TASKS FOR THIS EXERCISE
1. Update the passage on LG Chem and POSCO shares from "Investors' short-selling of" through "on Jan. 28.", inclusive, swapping "Steelmaker" for "Steel producer".
2. Continue the passage on LG Chem and POSCO shares from the point where it stops.

DOCUMENT TEXT
Most recently, LG Chem and POSCO have drawn criticism from small investors amid the woe. LG Chem shares are particularly on the decline ahead of the split-off from the battery business.
The stock price of LG Chem reached its peak at around 1 million won ($838) per share in January 2021, but its value dropped to as low as 611,000 won in December, as LG Chem's plan to split off its promising battery business comes closer. The battery maker LG Energy Solution is scheduled to go public on Jan. 27.
According to data from the Korea Exchange, the country's bourse operator, LG Chem was the most shorted stock last week on the main bourse. As short-selling is a trading strategy betting on a possible stock fall at some point in the near future, it reflects investors' expectations that LG Chem shares will continue losing ground ahead of LG Energy Solution's market debut.
Investors' short-selling of LG Chem shares reached 232.6 billion won on Jan. 7, accounting for 32 percent of all the shorted shares on the benchmark KOSPI. The short-selling balance of the company came in at 159 billion won as of the end of 2021, but the figure surged to more than 250 billion won as of Jan. 11.
Steelmaker POSCO also came under fire after announcing its plan to split off its cash-cow steel business. The company is set to confirm the plan to launch the wholly-owned subsidiary of POSCO during a shareholders meeting on Jan. 28.
POSCO shareholders are stepping up their criticism of the management amid fears over falling share prices. While the POSCO management pledged not to list the subsidiary, investors are doubting whether its word will be kept.
"POSCO's decision to launch the subsidiary is frustrating shareholders who believed in the value of the company," a minority shareholder coalition of the company said. "The decision can be reversed any time after its board meeting."

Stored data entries
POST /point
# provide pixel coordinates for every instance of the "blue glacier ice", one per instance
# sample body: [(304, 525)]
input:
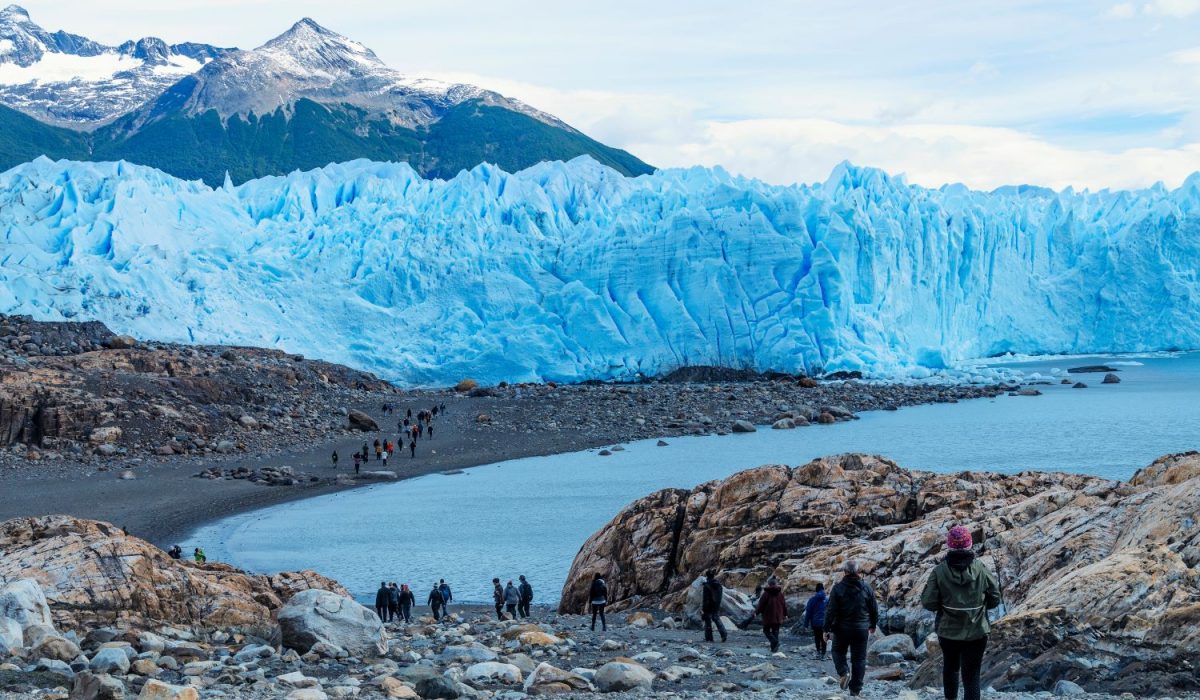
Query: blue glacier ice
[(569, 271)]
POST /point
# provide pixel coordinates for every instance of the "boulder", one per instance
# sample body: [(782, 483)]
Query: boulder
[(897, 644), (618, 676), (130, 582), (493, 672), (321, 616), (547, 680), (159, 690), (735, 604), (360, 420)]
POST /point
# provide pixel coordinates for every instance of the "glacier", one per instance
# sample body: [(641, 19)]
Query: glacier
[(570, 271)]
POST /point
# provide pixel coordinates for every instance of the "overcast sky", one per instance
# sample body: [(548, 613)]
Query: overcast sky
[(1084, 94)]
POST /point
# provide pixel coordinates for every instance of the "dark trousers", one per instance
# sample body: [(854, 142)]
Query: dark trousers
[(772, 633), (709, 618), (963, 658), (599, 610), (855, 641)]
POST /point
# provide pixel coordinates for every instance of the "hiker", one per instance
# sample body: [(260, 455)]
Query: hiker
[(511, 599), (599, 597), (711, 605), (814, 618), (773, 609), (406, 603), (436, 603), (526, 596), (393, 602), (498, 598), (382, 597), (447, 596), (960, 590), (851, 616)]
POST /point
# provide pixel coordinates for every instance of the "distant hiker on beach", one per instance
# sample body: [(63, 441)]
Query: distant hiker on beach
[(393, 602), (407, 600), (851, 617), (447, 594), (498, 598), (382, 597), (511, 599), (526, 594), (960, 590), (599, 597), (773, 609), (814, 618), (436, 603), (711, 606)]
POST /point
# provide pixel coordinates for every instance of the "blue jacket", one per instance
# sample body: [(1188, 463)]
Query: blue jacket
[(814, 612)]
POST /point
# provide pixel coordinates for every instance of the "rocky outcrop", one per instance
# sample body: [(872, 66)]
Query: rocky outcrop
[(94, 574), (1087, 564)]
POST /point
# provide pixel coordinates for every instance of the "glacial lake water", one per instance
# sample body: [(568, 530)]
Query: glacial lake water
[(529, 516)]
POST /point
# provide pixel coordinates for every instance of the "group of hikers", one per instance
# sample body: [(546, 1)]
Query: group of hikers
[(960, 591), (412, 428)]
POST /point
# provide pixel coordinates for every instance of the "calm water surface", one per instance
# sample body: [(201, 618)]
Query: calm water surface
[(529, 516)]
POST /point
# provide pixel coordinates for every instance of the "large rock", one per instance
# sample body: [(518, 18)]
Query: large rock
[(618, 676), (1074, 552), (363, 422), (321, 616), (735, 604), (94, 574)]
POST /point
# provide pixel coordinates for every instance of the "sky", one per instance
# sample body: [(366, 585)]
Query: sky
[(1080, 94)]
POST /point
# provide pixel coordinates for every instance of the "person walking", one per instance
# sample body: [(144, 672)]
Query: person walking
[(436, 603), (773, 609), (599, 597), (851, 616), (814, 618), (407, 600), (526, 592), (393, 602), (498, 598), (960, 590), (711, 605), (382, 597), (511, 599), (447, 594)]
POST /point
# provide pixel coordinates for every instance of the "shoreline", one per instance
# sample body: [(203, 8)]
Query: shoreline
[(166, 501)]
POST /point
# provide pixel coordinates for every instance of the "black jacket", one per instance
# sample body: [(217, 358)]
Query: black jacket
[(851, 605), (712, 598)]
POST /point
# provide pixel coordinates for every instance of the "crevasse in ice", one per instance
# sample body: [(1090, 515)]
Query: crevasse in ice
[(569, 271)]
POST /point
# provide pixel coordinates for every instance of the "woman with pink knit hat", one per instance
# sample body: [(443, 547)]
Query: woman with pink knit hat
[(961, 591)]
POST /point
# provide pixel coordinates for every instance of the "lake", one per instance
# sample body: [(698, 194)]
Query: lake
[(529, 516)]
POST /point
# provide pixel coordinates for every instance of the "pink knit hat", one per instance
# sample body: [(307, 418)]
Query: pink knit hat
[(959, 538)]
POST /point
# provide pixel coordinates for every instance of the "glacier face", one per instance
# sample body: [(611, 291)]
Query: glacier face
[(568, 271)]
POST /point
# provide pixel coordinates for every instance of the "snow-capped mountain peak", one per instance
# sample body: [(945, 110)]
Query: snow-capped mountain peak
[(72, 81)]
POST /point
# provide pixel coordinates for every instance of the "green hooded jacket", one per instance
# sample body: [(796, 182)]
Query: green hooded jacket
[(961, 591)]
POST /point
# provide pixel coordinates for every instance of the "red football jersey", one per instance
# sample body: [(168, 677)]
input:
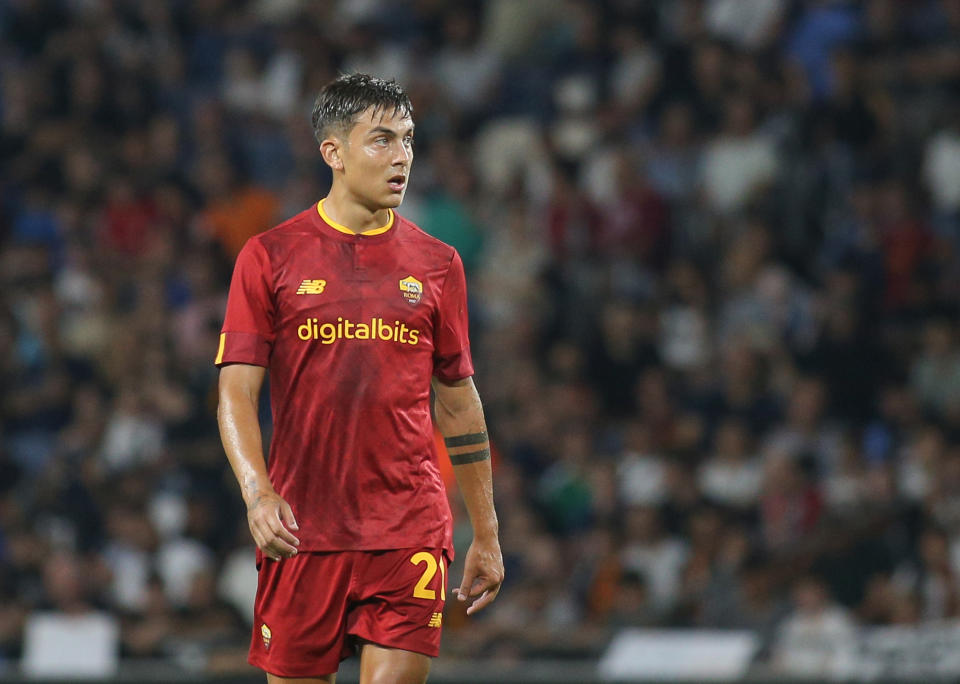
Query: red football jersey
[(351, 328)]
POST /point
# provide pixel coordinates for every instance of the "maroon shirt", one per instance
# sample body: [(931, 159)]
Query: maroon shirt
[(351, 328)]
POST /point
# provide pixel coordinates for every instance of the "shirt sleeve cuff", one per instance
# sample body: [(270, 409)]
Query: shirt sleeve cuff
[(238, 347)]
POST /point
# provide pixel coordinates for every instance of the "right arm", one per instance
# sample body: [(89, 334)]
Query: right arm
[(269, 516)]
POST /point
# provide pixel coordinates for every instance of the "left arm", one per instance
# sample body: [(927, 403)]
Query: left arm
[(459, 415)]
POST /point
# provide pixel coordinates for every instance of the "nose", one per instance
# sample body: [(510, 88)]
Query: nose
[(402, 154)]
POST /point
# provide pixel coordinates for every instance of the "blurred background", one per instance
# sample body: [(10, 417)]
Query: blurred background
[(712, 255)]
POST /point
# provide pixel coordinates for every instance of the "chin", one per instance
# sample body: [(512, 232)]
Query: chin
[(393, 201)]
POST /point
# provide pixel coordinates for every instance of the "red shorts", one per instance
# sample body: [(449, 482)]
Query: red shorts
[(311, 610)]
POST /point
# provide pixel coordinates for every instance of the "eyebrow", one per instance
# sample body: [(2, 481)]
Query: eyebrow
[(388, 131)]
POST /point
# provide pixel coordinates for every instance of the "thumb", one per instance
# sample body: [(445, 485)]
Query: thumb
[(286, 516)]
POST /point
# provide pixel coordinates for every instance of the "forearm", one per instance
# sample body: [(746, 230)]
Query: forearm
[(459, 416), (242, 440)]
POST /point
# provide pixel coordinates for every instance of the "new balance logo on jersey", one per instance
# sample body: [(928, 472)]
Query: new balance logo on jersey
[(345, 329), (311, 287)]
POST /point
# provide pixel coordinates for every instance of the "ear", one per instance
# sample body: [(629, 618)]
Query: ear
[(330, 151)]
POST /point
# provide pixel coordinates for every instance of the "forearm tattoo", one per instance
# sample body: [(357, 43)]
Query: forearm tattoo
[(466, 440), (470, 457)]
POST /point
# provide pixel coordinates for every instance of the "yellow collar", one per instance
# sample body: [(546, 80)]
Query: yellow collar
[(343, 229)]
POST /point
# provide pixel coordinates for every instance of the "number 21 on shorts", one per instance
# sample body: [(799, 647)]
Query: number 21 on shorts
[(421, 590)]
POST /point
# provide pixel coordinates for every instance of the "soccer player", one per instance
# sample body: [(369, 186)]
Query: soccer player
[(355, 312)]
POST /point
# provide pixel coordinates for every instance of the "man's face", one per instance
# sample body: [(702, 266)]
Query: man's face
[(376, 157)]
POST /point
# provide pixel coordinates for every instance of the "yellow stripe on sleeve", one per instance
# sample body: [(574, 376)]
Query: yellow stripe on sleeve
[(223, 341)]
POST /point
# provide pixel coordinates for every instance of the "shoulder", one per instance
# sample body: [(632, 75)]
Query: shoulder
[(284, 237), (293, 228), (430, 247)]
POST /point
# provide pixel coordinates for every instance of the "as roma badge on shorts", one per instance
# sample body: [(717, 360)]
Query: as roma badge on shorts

RESULTS
1.
Investors' short-selling of LG Chem shares reached 232.6 billion won on Jan. 7, accounting for 32 percent of all the shorted shares on the benchmark KOSPI. The short-selling balance of the company came in at 159 billion won as of the end of 2021, but the figure surged to more than 250 billion won as of Jan. 11.
Steel producer POSCO also came under fire after announcing its plan to split off its cash-cow steel business. The company is set to confirm the plan to launch the wholly-owned subsidiary of POSCO during a shareholders meeting on Jan. 28.

2.
Kakao, the operator of the nation's dominant mobile messenger app, is also embroiled in a scandal after the management of Kakao Pay engaged in a stock sell-off about less than a month after it went public in November, in an apparent move to make quick profits worth 80 billion won.
After the financial subsidiary of Kakao was hit by the morale hazard dispute, Kakao shares plummeted to below 100,000 won per share. The firm's stock price surged to over 170,000 won in June on an optimistic outlook due to its pandemic growth, but shares of Kakao as well as its affiliates ― such as Kakao Pay and KakaoBank ― have been on a sharp decline after the controversy erupted.
Kakao Pay was split off from Kakao back in 2017, and the financial arm was listed on the main bourse about four years after it operated its financial business as a separate entity.
With a number of retail investors falling prey to a series of these corporate spinoffs, the Korea Exchange pledged to strengthen its screening process on how to protect shareholders when a company pushes for a listing of its split-off entity.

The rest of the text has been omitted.